### PROBLEM REQUIREMENTS
The answer must restate the listing word for word, without its images.

::::::::

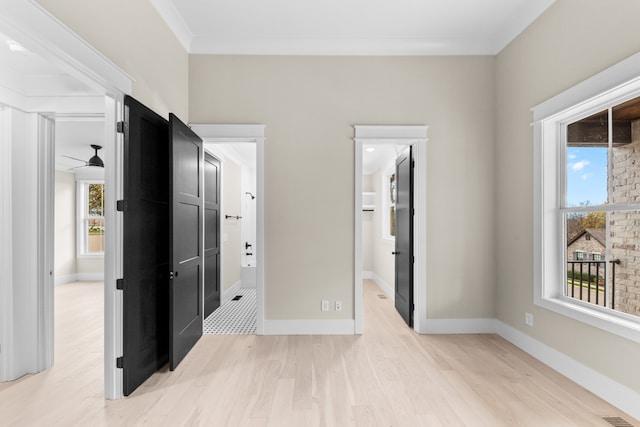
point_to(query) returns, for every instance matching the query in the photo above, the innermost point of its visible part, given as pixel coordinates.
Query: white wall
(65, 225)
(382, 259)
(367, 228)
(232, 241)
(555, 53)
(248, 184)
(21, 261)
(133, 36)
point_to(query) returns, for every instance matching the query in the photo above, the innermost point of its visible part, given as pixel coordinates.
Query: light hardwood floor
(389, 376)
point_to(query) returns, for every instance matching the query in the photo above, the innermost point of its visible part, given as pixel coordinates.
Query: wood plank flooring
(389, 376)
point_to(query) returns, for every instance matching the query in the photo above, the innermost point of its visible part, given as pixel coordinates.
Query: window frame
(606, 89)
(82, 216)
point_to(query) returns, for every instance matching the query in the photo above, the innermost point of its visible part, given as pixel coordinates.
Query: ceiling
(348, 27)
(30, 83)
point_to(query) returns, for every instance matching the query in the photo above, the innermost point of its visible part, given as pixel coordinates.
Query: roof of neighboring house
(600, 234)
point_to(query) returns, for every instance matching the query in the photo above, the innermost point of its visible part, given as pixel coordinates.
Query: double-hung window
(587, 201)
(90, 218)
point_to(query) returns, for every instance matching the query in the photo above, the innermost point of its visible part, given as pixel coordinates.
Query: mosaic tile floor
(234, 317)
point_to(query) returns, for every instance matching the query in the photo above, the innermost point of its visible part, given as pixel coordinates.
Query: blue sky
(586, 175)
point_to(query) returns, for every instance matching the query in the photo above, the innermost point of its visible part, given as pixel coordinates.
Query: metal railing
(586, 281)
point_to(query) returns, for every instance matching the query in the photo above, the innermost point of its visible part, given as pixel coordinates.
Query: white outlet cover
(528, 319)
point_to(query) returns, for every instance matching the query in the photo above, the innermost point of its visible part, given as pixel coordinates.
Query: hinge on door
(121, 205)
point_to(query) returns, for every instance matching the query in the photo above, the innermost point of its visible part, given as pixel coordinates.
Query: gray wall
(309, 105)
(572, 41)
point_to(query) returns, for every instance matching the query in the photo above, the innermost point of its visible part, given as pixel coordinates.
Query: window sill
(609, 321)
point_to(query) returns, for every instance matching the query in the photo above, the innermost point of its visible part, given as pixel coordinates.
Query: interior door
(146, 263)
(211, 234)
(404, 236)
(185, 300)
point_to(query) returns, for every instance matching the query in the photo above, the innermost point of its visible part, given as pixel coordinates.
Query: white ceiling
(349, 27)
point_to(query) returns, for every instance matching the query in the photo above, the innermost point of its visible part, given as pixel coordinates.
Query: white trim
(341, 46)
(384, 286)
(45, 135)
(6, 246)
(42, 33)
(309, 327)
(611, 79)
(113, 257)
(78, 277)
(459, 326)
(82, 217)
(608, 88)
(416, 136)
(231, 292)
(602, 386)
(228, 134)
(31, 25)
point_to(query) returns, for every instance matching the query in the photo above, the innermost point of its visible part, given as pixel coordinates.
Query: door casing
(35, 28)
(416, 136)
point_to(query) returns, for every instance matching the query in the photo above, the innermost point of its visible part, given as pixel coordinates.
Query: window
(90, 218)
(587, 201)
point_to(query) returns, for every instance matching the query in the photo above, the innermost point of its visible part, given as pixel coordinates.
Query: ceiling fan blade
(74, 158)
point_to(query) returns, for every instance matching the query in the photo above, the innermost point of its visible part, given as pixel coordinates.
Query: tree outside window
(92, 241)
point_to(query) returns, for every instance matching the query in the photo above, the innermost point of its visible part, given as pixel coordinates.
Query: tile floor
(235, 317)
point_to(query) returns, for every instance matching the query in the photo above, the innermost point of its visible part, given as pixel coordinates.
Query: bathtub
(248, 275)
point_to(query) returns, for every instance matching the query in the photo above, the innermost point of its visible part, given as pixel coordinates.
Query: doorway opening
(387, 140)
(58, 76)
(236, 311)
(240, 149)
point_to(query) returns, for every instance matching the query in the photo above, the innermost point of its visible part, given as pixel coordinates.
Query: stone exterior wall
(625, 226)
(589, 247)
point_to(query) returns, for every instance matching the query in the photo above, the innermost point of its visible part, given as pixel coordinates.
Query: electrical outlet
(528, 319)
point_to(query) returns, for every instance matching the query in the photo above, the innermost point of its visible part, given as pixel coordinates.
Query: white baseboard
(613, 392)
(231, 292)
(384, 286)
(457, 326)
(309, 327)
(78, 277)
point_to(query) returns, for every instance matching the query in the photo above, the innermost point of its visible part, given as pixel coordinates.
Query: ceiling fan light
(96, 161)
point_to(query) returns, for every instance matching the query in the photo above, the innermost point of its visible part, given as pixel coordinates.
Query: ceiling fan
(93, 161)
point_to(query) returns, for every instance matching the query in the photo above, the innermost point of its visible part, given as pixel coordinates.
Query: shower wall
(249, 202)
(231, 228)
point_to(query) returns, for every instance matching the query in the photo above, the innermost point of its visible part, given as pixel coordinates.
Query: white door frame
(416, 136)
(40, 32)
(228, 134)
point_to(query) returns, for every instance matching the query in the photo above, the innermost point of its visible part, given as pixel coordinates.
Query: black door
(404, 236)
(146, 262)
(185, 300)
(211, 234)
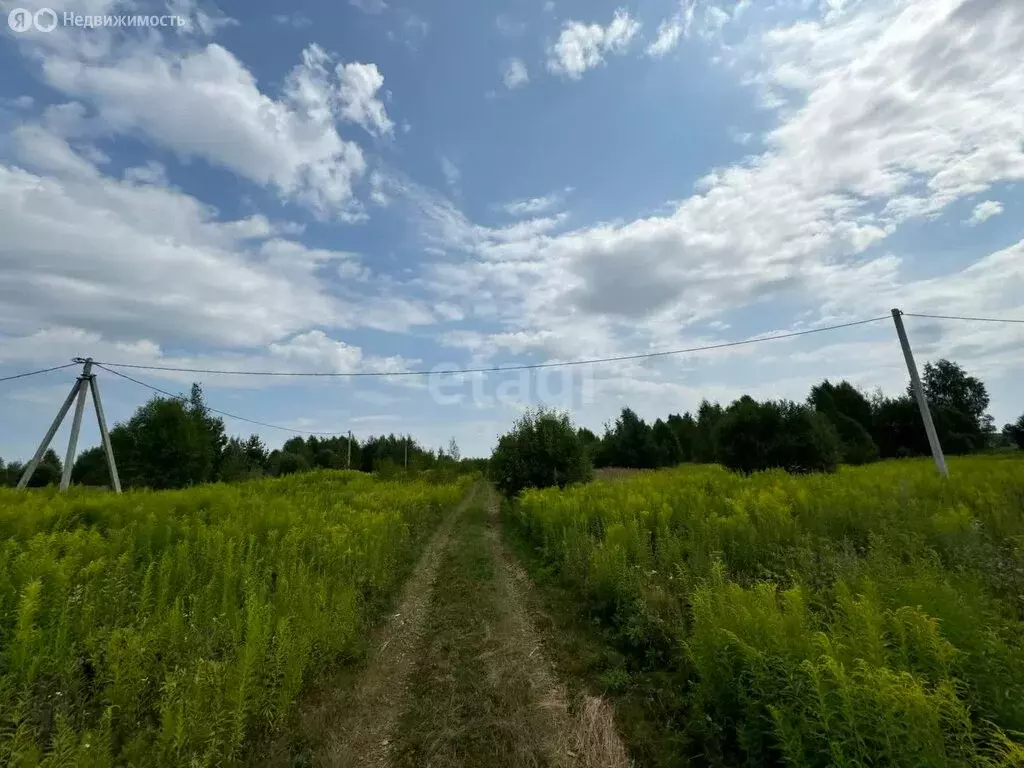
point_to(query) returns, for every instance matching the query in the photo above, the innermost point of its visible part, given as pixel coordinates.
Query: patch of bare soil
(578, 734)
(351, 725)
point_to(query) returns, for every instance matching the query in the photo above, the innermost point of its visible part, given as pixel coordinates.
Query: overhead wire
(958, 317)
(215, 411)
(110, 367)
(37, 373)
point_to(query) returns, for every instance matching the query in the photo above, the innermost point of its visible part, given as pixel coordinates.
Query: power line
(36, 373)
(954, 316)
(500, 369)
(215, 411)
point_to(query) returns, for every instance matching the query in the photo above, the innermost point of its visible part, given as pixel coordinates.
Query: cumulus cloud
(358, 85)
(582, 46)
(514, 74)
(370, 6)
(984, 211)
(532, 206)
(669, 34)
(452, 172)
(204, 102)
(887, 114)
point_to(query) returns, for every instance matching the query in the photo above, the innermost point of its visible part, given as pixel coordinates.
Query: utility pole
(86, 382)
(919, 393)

::::::::

### THE COMPLETED TASK
point_to(query) returns, for every instance matching the query in the photo above, the innermost point of its visible part, given as pixel coordinates.
Query: white wall
(65, 225)
(382, 259)
(367, 228)
(232, 241)
(555, 53)
(248, 184)
(21, 261)
(133, 36)
point_to(query) returns, for every instance matching the query in the photo above, the innermost point of its visible part, given as pixel coordinates.
Query: light hardwood floor
(389, 376)
point_to(query) returns, for every instance matching the query in the photo above, the innermost point of its visible part, given as pixel coordinates.
Query: wood plank flooring
(389, 376)
point_to(query) returns, for every instance matching the query in the photo above, the innermost point of its visible part, given as pixel coordinates.
Query: window frame
(606, 89)
(82, 216)
point_to(query) returns, for every instance matching the query in the photo above, the innermost point of its visible part, given as pixel coordinates.
Query: ceiling
(348, 27)
(30, 83)
point_to(query) returns, for every instance matching the query in the photo above, the innermost point of its visible part, given as pixel coordinates.
Query: roof of neighboring house
(600, 234)
point_to(query) returns, for every instance matching the query in the photo above, the innermost point of its visible part, given as pixel coordinates.
Query: double-hung window
(587, 201)
(90, 218)
point_to(query) returns, for every instance matching the query in the photo above, the innermost point of its visible part, given as pixel coordinates.
Query: mosaic tile floor
(234, 317)
point_to(query) returns, for every instance matching the query in the photo above, the innermost point of its visible part, given as pixel coordinates.
Query: blue sky
(586, 175)
point_to(query) returns, for every instance matching the query in the photo above, the innermost point of its visible part, given as pixel coordinates.
Query: metal railing
(586, 281)
point_to(query) returns, for every instance matching the query in the photo above, the innermost point of its visible part, given as pixel coordinates.
Query: white outlet cover
(528, 319)
point_to(query) returns, for every instance matching the query in the photo above, the innermost point of its visible part, given as pixel coordinates.
Query: hinge on door
(121, 205)
point_to(query) returns, for every instance matching the query in the photo above, the innermost point of its visible part, given as pixel coordinates.
Query: gray wall
(309, 105)
(572, 41)
point_to(query) returns, for every instance matching the query in the photo above, the innermost point of its visible part, given as pixel coordinates.
Query: window sill
(609, 321)
point_to(query) returns, for every instance matching the query in the photo above, the innermost point of its visible part, given as pixel coordinates.
Query: interior door
(146, 263)
(211, 234)
(404, 236)
(185, 300)
point_to(query) returns, for every instance matching the query in the photo above, the innermost point of its visible part, given as pixel coordinates.
Query: white ceiling
(349, 27)
point_to(query) returns, for every instance matching the query in the photo above, the innermost point of its visible part, given as pixel coordinates.
Query: white trim
(341, 46)
(384, 286)
(45, 135)
(6, 246)
(42, 33)
(309, 327)
(611, 79)
(113, 257)
(78, 277)
(459, 326)
(82, 217)
(608, 88)
(416, 136)
(231, 292)
(602, 386)
(228, 134)
(31, 25)
point_to(query) returns, for every instance matching the query in the photo above, the innermost point of its visible part, given as pixel coordinates.
Query: door casing
(35, 28)
(416, 136)
point_to(query) returns, for every instance matching the query in the photo above, the innermost point of its visible part, given as pixel coordinates.
Query: window
(90, 218)
(587, 201)
point_to(query) returns, for every instance matching the query in the photo above, the innermost point of its visible part, given as pixel coordinates.
Query: ceiling fan blade
(74, 158)
point_to(query) returns, for every instance matching the query in the photo above, the innermost point of its visible part, given as pixel coordinates.
Query: tree outside window
(92, 241)
point_to(query) returns, for every instance matching the query in the photo above, the innermost point of its visible part, given as pixel coordinates.
Query: tile floor
(235, 317)
point_to(query) returns, for every instance matching the query in the photo above, the innermost point of its visible part, given as pixel coordinates.
Query: bathtub
(248, 275)
point_to(query) returns, for every instance matching the query in the photo above, the innermost point of its visible part, given as pixel coordinates.
Query: doorway opening
(387, 140)
(58, 76)
(236, 311)
(240, 149)
point_to(query) returns, for every instance matching the query in the photo above, the innermost point of its visible part, given as pixel coordinates.
Query: stone exterior wall
(625, 226)
(589, 247)
point_to(query) returns, for every instance matching the query in the photo above, the innermost point of its visible part, given as pixel coordinates.
Query: electrical outlet
(528, 319)
point_to(query) returns, for every instance matching the query in the photo above, the innermost point of its visible part, given as pixel coordinates.
Query: white baseboard
(613, 392)
(231, 292)
(384, 286)
(457, 326)
(309, 327)
(78, 277)
point_to(query) returns, for every instance matching the query in the photo above, the innermost point of its visible part, given as pixel coordinates.
Query: ceiling fan light
(96, 161)
point_to(query) returns, for every instance matching the query in the photo above, the innermost point of its visible part, given as pixel coordinates.
Query: ceiling fan
(93, 161)
point_to(query) returns, for every instance matching the query in the photo above, the innermost point of its visible part, given as pixel coordinates.
Query: shower wall
(249, 202)
(231, 228)
point_to(query) returns, for every instance matching the query in the photo above, the innermost point of its visible part, given as pixel coordinates.
Query: white door frame
(416, 136)
(40, 32)
(228, 134)
point_to(query) returns, for every instance matching the query in the photo above, the innermost point of its visible part, given as pixel coordinates.
Query: black door
(404, 236)
(146, 262)
(185, 300)
(211, 234)
point_to(query) returns, for every instance matching the query in the photo above, the innermost point of its visible part, given as pixel coordinates.
Query: patch of bare soil
(578, 734)
(351, 725)
point_to(query) returns, for every instance matching the query in the photo above, the innermost point of its visible part, given as pixel coordinates.
Query: overhead wire
(958, 317)
(215, 411)
(110, 367)
(37, 373)
point_to(query) returns, for every instance matching the query in the photo above, the innermost point of its visible part, given as pixel coordinates.
Query: power line
(36, 373)
(954, 316)
(500, 369)
(215, 411)
point_to(query) returns, for every instance matching the query in the photo above, the innermost point of its visible part, given as pixel coordinates.
Query: cumulus cloud
(358, 85)
(582, 46)
(514, 74)
(370, 6)
(984, 211)
(532, 206)
(669, 34)
(452, 172)
(204, 102)
(887, 114)
point_to(query) returns, for every instance matching the query in the photo above, the innermost point of its visible part, given as pixel coordinates.
Query: utility pole
(86, 382)
(919, 393)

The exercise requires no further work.